### Listed entries
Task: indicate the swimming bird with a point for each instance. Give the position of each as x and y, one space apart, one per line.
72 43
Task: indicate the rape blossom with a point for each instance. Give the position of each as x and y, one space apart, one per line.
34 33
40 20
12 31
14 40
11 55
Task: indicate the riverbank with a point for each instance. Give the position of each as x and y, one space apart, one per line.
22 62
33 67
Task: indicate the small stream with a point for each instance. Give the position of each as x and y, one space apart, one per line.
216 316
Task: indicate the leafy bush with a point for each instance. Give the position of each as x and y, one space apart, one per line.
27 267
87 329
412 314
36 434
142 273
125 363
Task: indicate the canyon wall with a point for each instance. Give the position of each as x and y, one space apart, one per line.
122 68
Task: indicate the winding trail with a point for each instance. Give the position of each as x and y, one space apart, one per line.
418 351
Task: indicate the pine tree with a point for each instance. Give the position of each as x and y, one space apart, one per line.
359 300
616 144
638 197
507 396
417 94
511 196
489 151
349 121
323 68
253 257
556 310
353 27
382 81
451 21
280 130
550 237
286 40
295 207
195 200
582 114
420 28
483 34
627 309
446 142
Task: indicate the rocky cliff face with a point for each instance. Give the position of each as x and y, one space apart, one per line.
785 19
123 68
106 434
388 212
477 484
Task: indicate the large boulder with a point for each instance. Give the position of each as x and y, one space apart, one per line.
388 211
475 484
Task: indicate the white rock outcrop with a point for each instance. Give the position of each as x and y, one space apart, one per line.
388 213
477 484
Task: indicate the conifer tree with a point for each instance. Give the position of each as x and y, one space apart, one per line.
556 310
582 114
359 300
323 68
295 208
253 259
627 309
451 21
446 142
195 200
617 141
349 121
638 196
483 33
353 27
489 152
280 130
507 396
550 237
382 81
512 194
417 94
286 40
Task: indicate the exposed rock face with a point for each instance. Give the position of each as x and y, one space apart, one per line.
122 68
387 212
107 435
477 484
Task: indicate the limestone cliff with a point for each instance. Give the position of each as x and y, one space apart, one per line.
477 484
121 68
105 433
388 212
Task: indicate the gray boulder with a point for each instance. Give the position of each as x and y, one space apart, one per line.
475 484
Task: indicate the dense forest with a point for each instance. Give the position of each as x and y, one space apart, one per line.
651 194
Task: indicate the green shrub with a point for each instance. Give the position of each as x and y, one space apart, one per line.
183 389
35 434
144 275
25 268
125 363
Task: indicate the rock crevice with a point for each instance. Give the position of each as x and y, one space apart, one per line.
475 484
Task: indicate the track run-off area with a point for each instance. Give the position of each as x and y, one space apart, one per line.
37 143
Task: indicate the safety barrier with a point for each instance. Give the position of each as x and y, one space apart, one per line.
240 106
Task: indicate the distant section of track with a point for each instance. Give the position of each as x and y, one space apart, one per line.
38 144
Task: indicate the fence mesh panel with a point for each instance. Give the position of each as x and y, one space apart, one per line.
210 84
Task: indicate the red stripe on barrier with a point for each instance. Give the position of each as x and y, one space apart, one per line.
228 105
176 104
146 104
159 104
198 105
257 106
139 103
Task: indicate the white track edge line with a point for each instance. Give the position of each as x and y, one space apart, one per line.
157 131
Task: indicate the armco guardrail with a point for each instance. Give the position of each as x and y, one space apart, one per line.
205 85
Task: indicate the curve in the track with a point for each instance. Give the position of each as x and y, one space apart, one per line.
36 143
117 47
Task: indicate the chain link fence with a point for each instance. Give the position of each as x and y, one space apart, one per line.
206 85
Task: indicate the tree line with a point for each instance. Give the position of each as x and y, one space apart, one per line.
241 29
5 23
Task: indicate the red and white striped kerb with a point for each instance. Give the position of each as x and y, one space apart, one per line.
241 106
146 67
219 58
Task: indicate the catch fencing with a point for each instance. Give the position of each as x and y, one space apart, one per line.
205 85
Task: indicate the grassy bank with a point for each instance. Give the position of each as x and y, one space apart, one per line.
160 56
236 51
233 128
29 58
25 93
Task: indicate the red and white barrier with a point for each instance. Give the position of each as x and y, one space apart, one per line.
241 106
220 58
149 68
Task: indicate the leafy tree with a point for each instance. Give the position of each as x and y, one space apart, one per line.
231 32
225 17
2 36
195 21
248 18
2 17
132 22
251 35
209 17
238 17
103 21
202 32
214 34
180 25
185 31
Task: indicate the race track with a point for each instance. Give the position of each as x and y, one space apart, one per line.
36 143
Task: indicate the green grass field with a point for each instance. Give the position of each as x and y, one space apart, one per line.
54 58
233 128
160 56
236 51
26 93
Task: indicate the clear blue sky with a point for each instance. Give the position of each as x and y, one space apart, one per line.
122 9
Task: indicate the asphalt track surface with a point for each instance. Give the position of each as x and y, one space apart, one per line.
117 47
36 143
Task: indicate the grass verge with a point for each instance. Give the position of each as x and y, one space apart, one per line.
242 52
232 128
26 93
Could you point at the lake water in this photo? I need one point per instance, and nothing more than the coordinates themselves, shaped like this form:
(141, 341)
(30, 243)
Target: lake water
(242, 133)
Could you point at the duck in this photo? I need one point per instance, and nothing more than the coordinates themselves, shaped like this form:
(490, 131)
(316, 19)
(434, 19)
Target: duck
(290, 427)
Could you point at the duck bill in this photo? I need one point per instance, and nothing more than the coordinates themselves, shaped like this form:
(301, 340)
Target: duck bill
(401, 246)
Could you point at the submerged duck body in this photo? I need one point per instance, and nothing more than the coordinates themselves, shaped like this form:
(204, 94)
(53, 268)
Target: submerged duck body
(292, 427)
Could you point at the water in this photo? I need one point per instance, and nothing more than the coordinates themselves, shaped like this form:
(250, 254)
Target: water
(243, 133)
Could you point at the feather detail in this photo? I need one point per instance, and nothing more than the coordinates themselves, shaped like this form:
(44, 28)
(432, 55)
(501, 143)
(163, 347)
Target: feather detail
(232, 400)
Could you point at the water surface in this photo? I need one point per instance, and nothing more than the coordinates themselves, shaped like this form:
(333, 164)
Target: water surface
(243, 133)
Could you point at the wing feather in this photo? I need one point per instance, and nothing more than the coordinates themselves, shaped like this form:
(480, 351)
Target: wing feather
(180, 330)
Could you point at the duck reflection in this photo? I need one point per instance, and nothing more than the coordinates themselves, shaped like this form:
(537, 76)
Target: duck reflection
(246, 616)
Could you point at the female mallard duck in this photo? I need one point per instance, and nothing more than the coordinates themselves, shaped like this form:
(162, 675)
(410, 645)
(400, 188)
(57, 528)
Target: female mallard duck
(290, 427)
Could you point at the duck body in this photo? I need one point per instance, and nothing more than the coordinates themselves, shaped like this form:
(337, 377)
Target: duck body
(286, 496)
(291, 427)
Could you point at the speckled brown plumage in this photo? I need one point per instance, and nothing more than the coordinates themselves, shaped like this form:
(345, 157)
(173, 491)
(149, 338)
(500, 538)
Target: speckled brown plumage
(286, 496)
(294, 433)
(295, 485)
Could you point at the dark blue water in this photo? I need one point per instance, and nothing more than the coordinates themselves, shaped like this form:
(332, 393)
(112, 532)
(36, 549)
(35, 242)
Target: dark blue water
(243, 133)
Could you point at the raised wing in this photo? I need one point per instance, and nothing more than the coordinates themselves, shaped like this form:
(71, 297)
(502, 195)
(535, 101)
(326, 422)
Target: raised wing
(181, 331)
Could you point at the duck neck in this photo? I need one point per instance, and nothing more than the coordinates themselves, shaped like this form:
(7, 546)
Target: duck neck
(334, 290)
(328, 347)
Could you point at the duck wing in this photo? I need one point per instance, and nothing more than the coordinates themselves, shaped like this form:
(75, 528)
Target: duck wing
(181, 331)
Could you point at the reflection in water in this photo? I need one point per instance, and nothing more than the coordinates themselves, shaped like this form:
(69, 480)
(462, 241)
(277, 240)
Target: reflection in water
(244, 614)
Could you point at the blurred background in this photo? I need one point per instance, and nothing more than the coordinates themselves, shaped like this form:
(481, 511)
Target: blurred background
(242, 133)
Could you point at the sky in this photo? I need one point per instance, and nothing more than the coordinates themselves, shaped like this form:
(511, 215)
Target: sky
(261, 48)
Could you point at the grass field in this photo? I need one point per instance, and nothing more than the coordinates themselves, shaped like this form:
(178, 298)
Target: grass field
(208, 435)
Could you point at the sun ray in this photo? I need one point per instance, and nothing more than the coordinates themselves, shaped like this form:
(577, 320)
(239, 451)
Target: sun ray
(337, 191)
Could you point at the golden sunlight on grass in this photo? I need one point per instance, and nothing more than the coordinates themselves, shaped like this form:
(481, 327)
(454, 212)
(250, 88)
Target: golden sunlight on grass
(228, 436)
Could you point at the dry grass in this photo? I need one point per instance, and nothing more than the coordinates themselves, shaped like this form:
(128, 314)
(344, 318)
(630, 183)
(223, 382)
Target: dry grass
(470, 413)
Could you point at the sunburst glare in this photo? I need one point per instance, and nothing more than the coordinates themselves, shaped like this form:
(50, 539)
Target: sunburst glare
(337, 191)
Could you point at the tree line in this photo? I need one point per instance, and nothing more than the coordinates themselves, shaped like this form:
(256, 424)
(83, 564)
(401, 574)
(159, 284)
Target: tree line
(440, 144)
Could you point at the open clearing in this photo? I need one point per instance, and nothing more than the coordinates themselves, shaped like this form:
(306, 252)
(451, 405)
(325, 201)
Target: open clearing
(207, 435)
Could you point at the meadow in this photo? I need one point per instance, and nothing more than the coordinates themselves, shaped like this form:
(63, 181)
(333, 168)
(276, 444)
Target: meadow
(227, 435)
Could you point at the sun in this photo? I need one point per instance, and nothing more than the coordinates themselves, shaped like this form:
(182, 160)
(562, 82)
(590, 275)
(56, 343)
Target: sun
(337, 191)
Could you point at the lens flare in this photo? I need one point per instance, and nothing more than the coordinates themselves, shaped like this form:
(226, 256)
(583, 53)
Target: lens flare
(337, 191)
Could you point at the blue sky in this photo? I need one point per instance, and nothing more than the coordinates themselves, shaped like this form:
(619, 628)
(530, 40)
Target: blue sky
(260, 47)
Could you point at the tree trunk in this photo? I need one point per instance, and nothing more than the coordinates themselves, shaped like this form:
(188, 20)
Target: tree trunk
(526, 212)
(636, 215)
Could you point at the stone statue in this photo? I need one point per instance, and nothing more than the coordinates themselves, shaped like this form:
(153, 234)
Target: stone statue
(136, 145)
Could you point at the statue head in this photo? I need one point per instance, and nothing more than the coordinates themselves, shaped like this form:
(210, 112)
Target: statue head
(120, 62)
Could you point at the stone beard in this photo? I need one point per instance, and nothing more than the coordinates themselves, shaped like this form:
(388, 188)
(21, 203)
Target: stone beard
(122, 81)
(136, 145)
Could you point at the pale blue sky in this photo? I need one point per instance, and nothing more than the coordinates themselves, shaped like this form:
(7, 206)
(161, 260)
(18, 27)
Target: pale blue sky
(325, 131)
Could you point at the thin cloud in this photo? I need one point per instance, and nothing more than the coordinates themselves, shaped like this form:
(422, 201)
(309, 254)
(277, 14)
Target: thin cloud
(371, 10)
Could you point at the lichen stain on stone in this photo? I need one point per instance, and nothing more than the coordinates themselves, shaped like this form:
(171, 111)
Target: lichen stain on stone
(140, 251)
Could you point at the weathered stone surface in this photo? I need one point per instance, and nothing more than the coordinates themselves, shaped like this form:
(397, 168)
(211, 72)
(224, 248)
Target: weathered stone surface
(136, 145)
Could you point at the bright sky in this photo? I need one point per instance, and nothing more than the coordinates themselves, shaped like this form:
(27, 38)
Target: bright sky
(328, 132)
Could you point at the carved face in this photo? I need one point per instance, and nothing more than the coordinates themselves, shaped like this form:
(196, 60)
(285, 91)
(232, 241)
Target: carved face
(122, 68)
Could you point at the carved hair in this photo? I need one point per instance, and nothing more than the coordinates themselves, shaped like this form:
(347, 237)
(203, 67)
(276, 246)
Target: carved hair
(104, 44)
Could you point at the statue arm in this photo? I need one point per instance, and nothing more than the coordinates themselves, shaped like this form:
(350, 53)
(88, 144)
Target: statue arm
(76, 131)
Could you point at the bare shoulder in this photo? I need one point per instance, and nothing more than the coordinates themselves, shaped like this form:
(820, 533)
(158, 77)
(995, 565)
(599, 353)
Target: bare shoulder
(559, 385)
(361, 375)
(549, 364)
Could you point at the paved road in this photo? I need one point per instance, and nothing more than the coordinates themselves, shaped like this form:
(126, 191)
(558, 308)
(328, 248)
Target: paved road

### Exercise
For this exercise, return every line from the data that holds the string "road".

### Result of the exercise
Could you point at the paved road in this photo? I need one point per instance, and nothing more than the coordinates themselves, shaped like this form:
Target: paved road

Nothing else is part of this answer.